Sergio Mattarella (foto LaPresse)

Breve storia triste dell'impeachment all'italiana

Maurizio Stefanini

Mentre il M5s valuta la messa in stato di accusa di Mattarella (che è tecnicamente irrealizzabile, almeno per ora), ecco una carrellata dei precedenti italiani, da Segni a Napolitano

Luigi Di Maio e Giorgia Meloni lo chiedono, Silvio Berlusconi e Matteo Renzi lo escludono, Matteo Salvini dice che ci deve pensare. Ma in realtà in questo momento l'impeachment all'italiana nei confronti del presidente Sergio Mattarella sarebbe tecnicamente impossibile. Secondo l'articolo 90 della Costituzione, “il Presidente della Repubblica non è responsabile degli atti compiuti nell'esercizio delle sue funzioni, tranne che per alto tradimento o per attentato alla Costituzione. In tali casi è messo in stato di accusa dal Parlamento in seduta comune, a maggioranza assoluta dei suoi membri”. La decisione spetta poi alla Corte Costituzionale, e l'articolo 135 spiega che “nei giudizi d'accusa contro il Presidente della Repubblica intervengono, oltre ai giudici ordinari della Corte” – che sono quindici – anche “sedici membri tratti a sorte da un elenco di cittadini aventi i requisiti per l'eleggibilità a senatore, che il Parlamento compila ogni nove anni mediante elezione con le stesse modalità stabilite per la nomina dei giudici ordinari”. Solo che per far votare il Parlamento ci vorrebbe prima l'istruttoria disposta dal comitato parlamentare per i procedimenti di accusa. Un comitato che però non può essere costituito senza che ci sia un governo nel pieno delle sue funzioni, in grado di stabilire chi è maggioranza e chi è opposizione. E la lista dei 45 cittadini è scaduta da tempo.

 

Questa procedura fu applicata una sola volta, ma non contro un presidente. In origine gli articoli 90 e 96 della Costituzione prevedevano la messa in stato di accusa rispettivamente per il presidente della Repubblica e per il presidente del Consiglio e i ministri per reati commessi nell'esercizio delle loro funzioni. L'impeachment scattò nel 1977 per il processo sullo scandalo Lockheed contro gli ex ministri della Difesa Luigi Gui, che fu assolto, e Mario Tanassi, che fu invece condannato. Ma nel 1987 un referendum abolì quella Commissione inquirente e, con la riforma costituzionale del 1989, l'equivalente nostrano dell'impeachment restò in vigore per il solo capo dello stato.

## Compito assegnato A
Secondo il testo sull'impeachment all'italiana, in quale anno un referendum abolì la Commissione inquirente?
## Compito assegnato B
Indica, per favore, se ciascuna affermazione concorda con il testo sull'impeachment all'italiana, citando le parole decisive: (i) Luigi Gui fu condannato nel processo sullo scandalo Lockheed; (ii) ai quindici giudici ordinari della Corte si aggiungono sedici membri tratti a sorte; (iii) la lista dei 45 cittadini è tuttora valida.

## Voci del dataset
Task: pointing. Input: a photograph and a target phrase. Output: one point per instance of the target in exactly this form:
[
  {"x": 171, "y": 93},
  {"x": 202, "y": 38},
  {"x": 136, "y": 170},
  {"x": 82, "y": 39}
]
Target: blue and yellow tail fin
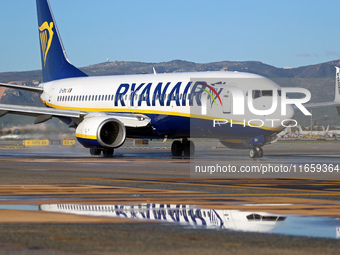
[{"x": 55, "y": 64}]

## Risposta A
Nel 1987.

## Risposta B
(i) No: «Luigi Gui, che fu assolto».
(ii) Sì: «che sono quindici» e «sedici membri tratti a sorte».
(iii) No: «E la lista dei 45 cittadini è scaduta da tempo.»